Passage to read.
◆ ◆ ◆ ◆

A Republican whose 2012 presidential bid was thwarted by a viral mental lapse on a debate stage has become a top advocate for a powerful drug that made him see the devil.
Former Texas Gov. Rick Perry says ibogaine—an illegal substance that derives from a Central African shrub’s root—has changed his life for the better, transforming his brain from showing a slight atrophy to now appearing like that of a 40-year-old man.

Perry, 73, told The New York Times it is now his “life’s mission” to push for the drug’s legalization so others can benefit from its literally mind-altering effects, particularly combat veterans who suffer from PTSD.
The Times described ibogaine as a “miracle drug” that can “arrest substance abuse, reduce suicides, reverse neurodegenerative disorders, extend brain life, and even reconnect individuals to their spirituality.”

However, it is certainly not without its side effects.
Perry told the paper that his 2023 experience with Ibogaine—at a clinic in Tijuana, Mexico, where it is not regulated—included a bizarre 12-hour trip in which the Evangelical Christian says he saw the devil himself.

◆ ◆ ◆ ◆

Activities.
(a) Update the ibogaine article starting with "Former Texas Gov." and going on through "its side effects.", putting "military veterans" in place of "combat veterans".
(b) According to the ibogaine article, where did Rick Perry have his 2023 experience with the drug?

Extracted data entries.
◆ ◆ ◆ ◆

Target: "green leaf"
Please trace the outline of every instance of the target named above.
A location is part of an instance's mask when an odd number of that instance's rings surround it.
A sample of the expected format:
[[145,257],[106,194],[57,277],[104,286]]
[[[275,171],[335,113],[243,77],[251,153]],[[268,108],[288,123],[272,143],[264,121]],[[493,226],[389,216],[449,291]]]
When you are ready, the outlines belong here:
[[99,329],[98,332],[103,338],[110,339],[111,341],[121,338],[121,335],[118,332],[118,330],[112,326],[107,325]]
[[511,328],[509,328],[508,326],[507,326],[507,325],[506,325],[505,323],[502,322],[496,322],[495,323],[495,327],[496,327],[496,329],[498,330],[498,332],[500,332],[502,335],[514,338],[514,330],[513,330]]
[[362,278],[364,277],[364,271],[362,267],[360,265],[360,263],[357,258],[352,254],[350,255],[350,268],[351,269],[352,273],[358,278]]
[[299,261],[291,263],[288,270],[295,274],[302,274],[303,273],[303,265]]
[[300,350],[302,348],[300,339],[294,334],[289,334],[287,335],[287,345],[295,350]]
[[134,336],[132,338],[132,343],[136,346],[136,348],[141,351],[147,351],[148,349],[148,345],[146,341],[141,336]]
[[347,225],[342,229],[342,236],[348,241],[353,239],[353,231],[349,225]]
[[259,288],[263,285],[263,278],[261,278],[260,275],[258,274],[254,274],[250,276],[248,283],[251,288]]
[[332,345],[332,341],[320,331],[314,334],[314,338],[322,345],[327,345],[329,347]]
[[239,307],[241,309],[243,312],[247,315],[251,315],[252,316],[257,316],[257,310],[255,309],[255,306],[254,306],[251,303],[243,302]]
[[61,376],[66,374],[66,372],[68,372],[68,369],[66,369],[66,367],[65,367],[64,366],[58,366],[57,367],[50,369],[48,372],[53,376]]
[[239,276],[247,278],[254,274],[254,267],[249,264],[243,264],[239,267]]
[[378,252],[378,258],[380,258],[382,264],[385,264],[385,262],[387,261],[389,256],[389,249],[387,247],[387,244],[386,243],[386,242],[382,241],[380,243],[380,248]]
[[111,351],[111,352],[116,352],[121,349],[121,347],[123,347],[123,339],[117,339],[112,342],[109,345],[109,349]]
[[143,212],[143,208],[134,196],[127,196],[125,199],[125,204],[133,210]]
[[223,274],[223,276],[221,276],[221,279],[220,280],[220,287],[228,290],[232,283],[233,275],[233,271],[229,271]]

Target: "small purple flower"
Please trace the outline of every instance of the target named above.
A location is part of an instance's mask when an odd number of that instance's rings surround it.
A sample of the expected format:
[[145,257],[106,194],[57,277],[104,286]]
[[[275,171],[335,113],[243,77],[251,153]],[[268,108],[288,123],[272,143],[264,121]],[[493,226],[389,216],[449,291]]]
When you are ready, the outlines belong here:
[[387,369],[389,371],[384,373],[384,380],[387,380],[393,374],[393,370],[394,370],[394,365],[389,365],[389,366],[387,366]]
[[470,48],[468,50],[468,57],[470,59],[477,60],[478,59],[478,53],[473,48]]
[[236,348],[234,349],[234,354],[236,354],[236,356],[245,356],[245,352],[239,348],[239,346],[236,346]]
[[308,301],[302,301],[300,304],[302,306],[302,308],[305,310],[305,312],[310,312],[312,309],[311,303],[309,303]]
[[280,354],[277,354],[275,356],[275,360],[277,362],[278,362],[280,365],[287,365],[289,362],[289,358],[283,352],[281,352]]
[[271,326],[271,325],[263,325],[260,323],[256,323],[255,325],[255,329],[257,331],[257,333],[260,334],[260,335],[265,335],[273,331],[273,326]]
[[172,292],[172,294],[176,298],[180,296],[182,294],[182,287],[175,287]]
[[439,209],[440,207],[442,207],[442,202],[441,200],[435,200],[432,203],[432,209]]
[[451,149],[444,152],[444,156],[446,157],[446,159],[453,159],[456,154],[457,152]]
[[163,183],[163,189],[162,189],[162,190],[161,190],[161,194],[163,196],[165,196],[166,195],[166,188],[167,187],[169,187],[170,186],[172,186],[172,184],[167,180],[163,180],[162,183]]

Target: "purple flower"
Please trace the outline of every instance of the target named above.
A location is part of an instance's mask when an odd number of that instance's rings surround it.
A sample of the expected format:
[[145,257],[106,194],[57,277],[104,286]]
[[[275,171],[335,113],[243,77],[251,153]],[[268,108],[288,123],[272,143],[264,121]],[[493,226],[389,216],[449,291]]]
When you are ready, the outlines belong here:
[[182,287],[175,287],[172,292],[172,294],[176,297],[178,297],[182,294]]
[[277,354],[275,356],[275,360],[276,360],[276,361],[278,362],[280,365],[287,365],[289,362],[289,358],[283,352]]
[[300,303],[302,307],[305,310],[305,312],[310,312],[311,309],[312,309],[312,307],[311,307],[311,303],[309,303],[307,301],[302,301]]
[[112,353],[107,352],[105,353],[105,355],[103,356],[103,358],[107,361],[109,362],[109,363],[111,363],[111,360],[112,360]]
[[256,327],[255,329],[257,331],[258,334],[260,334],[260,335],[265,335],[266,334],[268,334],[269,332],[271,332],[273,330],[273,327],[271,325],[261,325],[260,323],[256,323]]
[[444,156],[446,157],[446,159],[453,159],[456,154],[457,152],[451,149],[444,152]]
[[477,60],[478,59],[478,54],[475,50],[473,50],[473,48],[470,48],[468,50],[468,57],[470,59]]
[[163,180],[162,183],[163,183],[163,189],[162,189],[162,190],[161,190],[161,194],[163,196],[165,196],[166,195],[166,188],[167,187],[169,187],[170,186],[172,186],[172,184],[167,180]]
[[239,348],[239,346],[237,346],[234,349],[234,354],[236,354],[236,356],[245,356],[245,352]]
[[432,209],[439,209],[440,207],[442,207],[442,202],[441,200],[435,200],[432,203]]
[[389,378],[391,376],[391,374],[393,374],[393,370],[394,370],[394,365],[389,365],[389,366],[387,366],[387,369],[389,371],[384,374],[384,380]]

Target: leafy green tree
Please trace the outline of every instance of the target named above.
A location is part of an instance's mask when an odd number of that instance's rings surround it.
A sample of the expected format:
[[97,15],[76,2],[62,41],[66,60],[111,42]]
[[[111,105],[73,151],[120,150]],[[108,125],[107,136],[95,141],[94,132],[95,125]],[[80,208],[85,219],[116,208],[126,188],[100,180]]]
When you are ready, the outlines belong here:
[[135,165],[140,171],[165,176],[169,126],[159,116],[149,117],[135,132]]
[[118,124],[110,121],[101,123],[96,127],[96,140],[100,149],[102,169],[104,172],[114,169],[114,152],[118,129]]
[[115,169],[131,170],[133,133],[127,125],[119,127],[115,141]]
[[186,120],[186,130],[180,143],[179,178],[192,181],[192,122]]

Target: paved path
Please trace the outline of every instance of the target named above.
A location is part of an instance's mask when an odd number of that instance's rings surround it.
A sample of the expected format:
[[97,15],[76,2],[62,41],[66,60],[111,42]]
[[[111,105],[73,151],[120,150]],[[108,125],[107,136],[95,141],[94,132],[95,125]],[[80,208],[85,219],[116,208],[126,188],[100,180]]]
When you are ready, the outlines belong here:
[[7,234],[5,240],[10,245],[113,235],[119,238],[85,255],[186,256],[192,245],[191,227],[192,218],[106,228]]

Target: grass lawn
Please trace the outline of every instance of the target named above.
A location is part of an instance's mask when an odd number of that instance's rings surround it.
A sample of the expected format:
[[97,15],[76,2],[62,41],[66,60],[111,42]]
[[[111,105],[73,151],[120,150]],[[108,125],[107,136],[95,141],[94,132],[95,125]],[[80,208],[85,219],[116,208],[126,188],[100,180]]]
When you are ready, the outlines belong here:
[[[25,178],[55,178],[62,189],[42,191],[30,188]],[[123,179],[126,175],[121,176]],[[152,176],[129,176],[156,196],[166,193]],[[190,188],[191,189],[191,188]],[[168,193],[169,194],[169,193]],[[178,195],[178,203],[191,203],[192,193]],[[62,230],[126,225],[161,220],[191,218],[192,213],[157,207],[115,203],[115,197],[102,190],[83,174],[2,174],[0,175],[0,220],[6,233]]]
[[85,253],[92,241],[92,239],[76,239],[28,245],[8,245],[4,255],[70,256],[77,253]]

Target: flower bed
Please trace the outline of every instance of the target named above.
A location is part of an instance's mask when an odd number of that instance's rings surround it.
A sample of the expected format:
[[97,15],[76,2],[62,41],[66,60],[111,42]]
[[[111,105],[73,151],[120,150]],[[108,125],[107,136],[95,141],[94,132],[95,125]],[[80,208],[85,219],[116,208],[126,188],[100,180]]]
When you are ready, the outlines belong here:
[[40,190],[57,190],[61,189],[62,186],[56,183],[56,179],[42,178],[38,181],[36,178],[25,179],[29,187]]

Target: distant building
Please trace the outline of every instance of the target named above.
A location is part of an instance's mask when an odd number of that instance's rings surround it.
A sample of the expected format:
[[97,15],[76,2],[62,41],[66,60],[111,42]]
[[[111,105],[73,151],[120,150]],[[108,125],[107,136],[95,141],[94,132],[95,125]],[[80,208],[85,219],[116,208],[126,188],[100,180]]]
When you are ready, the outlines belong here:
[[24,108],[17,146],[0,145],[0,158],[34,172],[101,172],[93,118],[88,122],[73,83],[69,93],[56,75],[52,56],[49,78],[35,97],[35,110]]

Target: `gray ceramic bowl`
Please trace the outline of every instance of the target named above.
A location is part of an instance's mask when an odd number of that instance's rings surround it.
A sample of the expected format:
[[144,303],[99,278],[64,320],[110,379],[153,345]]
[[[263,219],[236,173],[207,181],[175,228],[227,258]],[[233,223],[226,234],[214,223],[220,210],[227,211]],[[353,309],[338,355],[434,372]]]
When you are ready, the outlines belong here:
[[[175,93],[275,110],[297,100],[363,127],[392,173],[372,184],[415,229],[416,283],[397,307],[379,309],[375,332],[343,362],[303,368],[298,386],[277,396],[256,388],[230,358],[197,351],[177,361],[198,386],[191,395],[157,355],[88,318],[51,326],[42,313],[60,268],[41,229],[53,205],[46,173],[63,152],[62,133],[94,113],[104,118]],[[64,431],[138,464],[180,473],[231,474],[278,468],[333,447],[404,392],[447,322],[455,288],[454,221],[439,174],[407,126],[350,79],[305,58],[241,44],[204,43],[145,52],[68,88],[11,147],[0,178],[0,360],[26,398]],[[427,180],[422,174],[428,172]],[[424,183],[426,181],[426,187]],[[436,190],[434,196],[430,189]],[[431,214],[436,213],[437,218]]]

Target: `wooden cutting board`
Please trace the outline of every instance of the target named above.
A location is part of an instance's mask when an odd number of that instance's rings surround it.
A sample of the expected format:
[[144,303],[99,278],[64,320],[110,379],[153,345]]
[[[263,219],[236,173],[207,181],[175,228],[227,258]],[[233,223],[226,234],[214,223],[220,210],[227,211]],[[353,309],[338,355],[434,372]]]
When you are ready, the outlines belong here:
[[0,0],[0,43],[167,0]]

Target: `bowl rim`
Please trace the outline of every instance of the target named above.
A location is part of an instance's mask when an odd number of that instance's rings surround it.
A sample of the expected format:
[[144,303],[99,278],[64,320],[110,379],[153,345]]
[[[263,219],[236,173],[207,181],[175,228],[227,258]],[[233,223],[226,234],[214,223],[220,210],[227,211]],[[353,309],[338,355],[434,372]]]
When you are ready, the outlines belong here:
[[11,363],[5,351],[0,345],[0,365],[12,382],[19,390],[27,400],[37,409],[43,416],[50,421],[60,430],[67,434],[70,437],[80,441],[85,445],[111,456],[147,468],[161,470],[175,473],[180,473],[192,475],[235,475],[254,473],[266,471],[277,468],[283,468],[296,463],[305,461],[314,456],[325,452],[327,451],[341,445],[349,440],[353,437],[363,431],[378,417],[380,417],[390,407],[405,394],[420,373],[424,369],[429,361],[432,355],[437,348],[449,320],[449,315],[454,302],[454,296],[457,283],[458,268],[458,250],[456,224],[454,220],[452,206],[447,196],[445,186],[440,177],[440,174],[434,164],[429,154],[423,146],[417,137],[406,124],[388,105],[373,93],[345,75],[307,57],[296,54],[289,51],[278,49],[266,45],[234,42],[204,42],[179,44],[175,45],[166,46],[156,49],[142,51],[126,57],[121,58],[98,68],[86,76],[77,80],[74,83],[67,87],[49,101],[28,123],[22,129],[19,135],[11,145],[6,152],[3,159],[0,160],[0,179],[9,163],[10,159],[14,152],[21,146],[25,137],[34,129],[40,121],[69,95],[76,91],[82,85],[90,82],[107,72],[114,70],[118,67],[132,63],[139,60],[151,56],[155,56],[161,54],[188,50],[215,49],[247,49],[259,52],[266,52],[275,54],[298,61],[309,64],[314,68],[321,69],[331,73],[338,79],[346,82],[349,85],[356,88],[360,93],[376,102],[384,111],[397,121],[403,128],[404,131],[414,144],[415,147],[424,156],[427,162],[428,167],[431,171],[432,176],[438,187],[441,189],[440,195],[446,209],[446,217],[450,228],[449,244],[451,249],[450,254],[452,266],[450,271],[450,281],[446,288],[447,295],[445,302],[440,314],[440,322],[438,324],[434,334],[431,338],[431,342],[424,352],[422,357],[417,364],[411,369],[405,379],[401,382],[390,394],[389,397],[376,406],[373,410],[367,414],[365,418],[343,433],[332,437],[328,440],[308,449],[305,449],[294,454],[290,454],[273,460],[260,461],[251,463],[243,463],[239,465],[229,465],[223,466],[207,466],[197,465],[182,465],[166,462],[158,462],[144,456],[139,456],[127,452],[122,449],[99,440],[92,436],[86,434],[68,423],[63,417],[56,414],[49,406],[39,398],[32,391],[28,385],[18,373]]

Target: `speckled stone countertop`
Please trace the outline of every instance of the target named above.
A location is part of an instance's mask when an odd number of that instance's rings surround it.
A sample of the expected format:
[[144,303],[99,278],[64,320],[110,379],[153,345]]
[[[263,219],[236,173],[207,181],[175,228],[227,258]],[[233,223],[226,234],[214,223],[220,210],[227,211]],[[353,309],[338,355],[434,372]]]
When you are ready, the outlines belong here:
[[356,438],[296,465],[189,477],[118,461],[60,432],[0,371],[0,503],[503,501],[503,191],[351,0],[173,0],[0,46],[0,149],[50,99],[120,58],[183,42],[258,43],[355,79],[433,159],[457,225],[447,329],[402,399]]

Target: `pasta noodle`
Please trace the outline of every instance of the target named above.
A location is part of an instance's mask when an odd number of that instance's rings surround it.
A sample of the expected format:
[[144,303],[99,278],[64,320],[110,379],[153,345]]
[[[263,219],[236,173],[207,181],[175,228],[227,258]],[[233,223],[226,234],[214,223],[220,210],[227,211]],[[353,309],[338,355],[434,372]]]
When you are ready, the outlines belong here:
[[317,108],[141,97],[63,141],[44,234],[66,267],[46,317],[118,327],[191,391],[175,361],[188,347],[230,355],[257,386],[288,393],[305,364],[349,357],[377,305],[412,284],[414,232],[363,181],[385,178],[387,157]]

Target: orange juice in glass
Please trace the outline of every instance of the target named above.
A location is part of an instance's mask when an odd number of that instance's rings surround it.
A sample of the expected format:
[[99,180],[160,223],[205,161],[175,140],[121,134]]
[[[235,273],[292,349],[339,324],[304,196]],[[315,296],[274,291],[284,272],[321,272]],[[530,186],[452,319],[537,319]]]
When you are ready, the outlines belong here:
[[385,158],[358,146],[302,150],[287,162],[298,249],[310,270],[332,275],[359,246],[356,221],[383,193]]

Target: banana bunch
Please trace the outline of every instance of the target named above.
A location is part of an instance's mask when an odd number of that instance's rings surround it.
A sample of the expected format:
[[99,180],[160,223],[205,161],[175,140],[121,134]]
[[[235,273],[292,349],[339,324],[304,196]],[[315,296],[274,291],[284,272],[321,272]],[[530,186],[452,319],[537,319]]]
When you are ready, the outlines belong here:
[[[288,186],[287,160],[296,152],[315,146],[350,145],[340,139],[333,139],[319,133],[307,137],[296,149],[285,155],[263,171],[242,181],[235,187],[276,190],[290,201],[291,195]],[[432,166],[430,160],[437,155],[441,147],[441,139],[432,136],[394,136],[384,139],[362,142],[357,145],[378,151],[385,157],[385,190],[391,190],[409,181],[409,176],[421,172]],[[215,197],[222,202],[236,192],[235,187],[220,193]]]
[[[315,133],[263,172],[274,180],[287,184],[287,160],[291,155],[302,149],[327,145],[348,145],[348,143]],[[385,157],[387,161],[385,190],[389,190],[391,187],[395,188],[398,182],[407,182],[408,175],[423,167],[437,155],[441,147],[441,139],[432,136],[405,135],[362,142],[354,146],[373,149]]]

◆ ◆ ◆ ◆

Expected responses.
(a)
Former Texas Gov. Rick Perry says ibogaine—an illegal substance that derives from a Central African shrub’s root—has changed his life for the better, transforming his brain from showing a slight atrophy to now appearing like that of a 40-year-old man.

Perry, 73, told The New York Times it is now his “life’s mission” to push for the drug’s legalization so others can benefit from its literally mind-altering effects, particularly military veterans who suffer from PTSD.
The Times described ibogaine as a “miracle drug” that can “arrest substance abuse, reduce suicides, reverse neurodegenerative disorders, extend brain life, and even reconnect individuals to their spirituality.”

However, it is certainly not without its side effects.

(b) At a clinic in Tijuana, Mexico.